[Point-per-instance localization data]
┌──
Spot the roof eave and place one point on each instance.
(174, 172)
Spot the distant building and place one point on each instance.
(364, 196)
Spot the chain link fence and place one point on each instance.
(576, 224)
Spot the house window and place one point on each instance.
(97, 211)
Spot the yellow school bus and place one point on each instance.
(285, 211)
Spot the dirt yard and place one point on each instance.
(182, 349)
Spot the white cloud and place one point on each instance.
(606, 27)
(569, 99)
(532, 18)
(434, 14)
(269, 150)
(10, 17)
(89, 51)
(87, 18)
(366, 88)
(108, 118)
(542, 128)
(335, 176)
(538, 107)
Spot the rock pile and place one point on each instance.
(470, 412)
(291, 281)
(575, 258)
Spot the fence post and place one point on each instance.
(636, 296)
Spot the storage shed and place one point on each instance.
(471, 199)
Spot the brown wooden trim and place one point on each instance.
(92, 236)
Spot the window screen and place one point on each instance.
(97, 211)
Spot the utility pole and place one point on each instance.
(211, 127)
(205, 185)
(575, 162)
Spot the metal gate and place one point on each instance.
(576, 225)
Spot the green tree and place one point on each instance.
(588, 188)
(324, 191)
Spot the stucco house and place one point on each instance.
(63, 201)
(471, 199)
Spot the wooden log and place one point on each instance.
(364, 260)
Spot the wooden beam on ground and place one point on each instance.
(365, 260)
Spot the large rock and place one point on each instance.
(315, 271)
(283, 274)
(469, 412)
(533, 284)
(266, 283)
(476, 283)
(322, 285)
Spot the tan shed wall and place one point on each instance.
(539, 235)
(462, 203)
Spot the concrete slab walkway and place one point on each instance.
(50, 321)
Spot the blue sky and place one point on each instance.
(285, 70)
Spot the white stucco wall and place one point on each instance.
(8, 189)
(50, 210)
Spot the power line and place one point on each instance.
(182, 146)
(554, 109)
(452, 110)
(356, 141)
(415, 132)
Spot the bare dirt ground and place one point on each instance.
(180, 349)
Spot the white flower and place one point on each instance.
└──
Directions for this task
Set out exactly the lines from the one bearing "Spot the power" through the end of the data, including both ends and omitting all others.

Solution below
Spot the power line and place one point on each instance.
(182, 146)
(554, 109)
(452, 110)
(356, 141)
(415, 132)
Spot the bare dirt ground and place one point on each instance.
(180, 349)
Spot the white flower and place one point on each instance.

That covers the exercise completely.